§ Extracted data

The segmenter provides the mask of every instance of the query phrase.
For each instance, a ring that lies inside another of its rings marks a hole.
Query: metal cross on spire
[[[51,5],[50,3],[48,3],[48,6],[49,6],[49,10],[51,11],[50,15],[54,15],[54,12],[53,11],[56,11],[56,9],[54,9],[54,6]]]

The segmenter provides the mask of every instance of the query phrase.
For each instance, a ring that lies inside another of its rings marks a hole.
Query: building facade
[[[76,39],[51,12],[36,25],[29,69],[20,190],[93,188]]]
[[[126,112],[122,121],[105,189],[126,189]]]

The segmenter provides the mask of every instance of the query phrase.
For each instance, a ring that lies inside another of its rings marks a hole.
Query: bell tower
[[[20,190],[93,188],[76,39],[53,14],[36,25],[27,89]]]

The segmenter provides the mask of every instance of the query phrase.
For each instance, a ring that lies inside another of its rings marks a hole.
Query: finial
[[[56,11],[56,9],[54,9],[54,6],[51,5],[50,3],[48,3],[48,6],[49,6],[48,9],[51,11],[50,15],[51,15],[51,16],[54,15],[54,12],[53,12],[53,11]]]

§ Requirements
Recast the rows above as a two-column CSV headed input,output, one line per row. Put each row's text and its answer in separate quoted fields, with every line break turned into a space.

§ Problem solution
input,output
"The segmenter provides the mask of every instance of the query phrase. For each instance, a ring that lies inside another of its rings marks a hole. Query: metal cross on spire","[[[51,5],[50,3],[48,3],[48,6],[49,6],[49,10],[51,11],[50,15],[54,15],[54,12],[53,11],[56,11],[56,9],[54,9],[54,6]]]"
"The segmenter provides the mask of every instance of the query phrase. For each instance, a ring that lies inside another of its rings marks a hole. Query: building facade","[[[76,39],[51,12],[36,25],[29,69],[20,190],[93,188]]] [[[126,112],[122,121],[105,189],[126,189]]]"
"The segmenter provides the mask of every instance of the query phrase. For each instance, a ring that lies inside another of its rings marks a hole. Query: bell tower","[[[20,190],[93,188],[76,39],[53,14],[36,25],[27,89]]]"
"The segmenter provides the mask of every instance of the query phrase. For each instance, a ring that lies inside another of its rings marks a hole. Query: finial","[[[56,11],[56,9],[54,9],[54,6],[51,5],[50,3],[48,3],[48,6],[49,6],[48,9],[51,11],[50,15],[51,15],[51,16],[54,15],[54,12],[53,12],[53,11]]]"